» **SHORT EXERCISE**
Copy the line containing "written like (620,324).", then all lines after it up to and including the final line of the material, exactly and without additions.

» **SOURCE MATERIAL**
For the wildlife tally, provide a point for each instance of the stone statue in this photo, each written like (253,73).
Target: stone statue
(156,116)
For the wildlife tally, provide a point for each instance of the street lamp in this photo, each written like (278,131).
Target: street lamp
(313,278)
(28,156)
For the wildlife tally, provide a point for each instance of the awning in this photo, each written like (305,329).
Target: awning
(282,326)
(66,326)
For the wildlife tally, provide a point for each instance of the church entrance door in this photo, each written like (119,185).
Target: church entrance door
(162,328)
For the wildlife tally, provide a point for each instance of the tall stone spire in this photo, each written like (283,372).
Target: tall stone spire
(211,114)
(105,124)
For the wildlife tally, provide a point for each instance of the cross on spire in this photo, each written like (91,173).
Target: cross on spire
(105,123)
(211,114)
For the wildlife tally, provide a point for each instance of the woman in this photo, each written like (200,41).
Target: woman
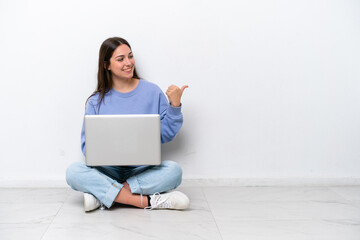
(121,91)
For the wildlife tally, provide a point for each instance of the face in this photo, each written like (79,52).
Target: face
(122,63)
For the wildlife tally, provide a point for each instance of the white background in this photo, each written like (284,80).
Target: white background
(274,86)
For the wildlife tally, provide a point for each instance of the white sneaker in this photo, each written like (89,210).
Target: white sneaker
(90,202)
(172,200)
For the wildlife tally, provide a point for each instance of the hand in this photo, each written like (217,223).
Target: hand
(174,94)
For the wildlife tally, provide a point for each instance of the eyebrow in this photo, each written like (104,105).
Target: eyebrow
(122,55)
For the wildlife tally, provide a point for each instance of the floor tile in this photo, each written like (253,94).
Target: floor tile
(22,231)
(270,194)
(348,192)
(288,229)
(28,212)
(34,195)
(72,222)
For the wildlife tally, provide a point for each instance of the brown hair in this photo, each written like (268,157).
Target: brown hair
(104,79)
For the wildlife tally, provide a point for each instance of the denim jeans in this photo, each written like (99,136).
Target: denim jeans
(105,182)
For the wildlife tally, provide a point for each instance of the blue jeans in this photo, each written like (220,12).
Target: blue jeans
(105,182)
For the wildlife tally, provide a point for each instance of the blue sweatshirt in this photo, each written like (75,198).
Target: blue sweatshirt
(146,98)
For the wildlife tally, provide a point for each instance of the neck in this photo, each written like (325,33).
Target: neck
(125,85)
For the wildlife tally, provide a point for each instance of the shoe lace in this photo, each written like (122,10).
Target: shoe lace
(160,202)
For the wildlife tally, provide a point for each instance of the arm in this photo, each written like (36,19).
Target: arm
(170,114)
(89,110)
(171,120)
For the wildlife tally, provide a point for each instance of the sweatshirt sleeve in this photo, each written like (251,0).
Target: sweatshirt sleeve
(89,110)
(171,119)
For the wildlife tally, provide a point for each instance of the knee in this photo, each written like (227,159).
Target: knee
(175,170)
(72,172)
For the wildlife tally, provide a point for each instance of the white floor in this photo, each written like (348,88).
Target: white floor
(215,213)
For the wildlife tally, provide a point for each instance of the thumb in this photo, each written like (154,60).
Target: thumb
(183,88)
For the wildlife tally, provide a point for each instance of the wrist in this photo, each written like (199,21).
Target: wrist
(175,104)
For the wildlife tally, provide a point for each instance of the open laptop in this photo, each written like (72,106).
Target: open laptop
(122,140)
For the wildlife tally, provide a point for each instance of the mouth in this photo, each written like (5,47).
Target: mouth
(128,70)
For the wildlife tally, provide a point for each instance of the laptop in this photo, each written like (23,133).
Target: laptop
(122,140)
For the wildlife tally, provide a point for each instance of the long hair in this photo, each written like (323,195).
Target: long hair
(104,80)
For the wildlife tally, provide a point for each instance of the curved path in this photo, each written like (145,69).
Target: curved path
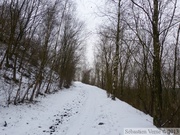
(80,110)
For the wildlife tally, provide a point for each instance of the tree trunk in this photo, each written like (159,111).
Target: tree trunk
(157,91)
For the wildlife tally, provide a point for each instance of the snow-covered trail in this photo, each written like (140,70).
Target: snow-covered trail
(80,110)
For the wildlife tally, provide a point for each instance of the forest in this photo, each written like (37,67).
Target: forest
(41,43)
(136,57)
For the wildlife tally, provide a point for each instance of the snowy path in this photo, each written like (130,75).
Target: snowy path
(81,110)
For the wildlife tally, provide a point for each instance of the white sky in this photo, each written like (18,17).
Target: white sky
(87,10)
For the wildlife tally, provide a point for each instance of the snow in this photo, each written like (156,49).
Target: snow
(80,110)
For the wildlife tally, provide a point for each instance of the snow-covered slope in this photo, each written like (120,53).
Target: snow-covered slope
(80,110)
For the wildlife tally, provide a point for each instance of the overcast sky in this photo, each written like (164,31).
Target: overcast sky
(87,12)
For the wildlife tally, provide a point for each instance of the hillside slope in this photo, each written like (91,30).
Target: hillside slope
(80,110)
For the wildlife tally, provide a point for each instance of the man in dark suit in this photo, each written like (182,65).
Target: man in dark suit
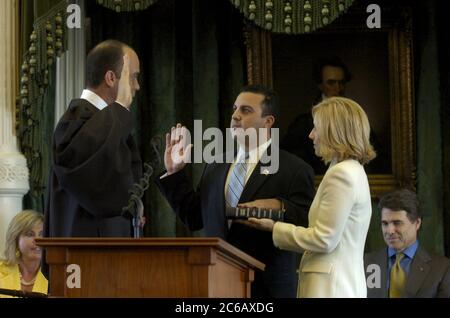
(330,75)
(247,183)
(404,269)
(95,159)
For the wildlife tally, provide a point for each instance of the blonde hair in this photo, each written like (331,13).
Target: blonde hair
(343,130)
(24,221)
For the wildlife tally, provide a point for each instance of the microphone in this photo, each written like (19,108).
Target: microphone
(258,213)
(135,207)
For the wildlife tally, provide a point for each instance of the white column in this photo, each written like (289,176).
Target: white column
(13,168)
(70,67)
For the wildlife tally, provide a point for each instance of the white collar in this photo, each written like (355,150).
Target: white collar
(255,154)
(94,99)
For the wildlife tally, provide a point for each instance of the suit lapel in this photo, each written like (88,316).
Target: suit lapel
(256,180)
(418,271)
(222,173)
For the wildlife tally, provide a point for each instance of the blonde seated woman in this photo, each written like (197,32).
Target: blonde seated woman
(20,269)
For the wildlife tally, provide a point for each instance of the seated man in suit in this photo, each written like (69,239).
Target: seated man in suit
(406,269)
(243,182)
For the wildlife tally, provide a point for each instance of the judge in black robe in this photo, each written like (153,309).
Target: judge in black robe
(95,159)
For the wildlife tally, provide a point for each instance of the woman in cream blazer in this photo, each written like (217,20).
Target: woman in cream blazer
(333,244)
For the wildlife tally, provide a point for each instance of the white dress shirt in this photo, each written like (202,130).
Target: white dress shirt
(94,99)
(254,156)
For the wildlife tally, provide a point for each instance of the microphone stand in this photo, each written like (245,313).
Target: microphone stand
(135,206)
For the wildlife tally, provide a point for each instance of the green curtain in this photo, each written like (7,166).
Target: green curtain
(191,55)
(41,40)
(126,5)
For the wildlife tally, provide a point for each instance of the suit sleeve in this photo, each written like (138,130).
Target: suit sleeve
(300,196)
(93,160)
(334,208)
(184,200)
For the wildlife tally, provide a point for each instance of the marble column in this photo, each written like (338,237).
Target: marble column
(13,168)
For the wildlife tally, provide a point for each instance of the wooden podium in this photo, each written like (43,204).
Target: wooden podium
(149,267)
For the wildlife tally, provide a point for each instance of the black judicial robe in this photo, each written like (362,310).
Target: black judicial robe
(95,162)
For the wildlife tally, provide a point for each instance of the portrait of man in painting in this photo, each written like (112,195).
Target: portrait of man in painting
(374,68)
(300,75)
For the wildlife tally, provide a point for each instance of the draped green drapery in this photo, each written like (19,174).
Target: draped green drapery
(126,5)
(280,16)
(42,38)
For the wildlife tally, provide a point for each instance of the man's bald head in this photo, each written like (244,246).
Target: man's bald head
(105,56)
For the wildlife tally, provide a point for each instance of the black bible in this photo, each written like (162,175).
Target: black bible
(259,213)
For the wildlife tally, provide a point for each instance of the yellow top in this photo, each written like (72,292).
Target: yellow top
(10,279)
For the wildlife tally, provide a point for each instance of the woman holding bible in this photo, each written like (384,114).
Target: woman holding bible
(333,243)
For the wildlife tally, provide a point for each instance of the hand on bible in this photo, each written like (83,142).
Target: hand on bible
(273,204)
(178,152)
(124,95)
(261,224)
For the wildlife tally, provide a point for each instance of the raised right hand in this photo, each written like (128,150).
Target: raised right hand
(178,152)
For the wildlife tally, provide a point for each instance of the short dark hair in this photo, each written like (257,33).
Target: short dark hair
(402,200)
(330,61)
(105,56)
(270,103)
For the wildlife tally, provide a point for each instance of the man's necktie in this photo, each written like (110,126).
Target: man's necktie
(398,278)
(236,184)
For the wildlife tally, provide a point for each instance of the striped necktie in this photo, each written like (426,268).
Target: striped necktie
(237,183)
(398,278)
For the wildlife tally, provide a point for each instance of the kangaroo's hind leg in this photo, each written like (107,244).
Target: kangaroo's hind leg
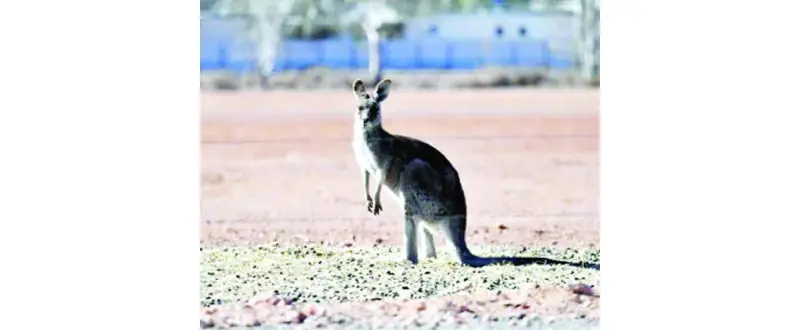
(420,186)
(428,244)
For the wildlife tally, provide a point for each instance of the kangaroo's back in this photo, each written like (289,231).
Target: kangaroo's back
(424,181)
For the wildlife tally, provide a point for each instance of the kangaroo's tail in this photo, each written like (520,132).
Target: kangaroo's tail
(476,261)
(455,231)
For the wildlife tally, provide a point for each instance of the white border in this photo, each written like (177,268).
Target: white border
(699,168)
(99,154)
(99,176)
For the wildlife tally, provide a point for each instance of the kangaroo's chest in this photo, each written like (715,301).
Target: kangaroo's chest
(365,153)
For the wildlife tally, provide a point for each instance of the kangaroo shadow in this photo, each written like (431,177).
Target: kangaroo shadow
(522,261)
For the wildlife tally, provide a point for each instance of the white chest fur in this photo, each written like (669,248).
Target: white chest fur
(364,156)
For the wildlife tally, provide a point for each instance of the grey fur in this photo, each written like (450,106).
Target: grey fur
(420,178)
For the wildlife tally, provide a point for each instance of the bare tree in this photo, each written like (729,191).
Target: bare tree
(371,15)
(265,20)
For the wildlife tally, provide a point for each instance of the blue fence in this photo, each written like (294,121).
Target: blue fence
(239,55)
(223,46)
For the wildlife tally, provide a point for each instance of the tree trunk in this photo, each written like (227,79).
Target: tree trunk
(373,44)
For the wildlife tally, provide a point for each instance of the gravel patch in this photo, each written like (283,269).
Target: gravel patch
(363,288)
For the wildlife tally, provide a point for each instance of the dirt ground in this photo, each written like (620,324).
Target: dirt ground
(277,166)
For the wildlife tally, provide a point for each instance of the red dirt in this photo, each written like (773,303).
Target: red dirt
(277,167)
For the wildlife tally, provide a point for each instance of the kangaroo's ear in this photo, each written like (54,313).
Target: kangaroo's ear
(359,90)
(382,89)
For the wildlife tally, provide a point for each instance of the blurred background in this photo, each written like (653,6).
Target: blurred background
(289,44)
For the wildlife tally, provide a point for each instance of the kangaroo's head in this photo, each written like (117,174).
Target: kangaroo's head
(369,105)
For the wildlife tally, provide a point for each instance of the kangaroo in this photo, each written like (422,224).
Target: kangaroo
(420,178)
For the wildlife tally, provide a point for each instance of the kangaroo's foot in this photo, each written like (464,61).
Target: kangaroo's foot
(374,207)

» **ANSWER BELOW**
For the wildlife tally, provide a point for each instance of the dirt ground in this photo, each written like (620,324).
Target: dirt ground
(277,166)
For the wildlife tally, provide a point for each instance of the red dirt in this photo, each written like (773,303).
Target: red dirt
(277,167)
For the wildlife tally, provide a point for each instance of the kangaroo's ear in this photo, each written like (54,313).
Target: kangaroo's ear
(359,90)
(382,89)
For the wildlife tally, provide a point for each instance of the blurred background in this photo, each written like (653,6).
Target: blurred background
(289,44)
For the wildlife tally, provide a point for each instance of the kangaroo's head in this photo, each written like (117,174).
Target: kangaroo's head
(369,105)
For the wildlife tally, provide a point for each instance of the kangaroo in this photo, each written like (422,224).
Target: kangaroo
(420,178)
For the wildlife tally, provide a point for each instance of the kangaroo's foot in this photo, each written like (464,61).
Target: kangaroo's foot
(374,207)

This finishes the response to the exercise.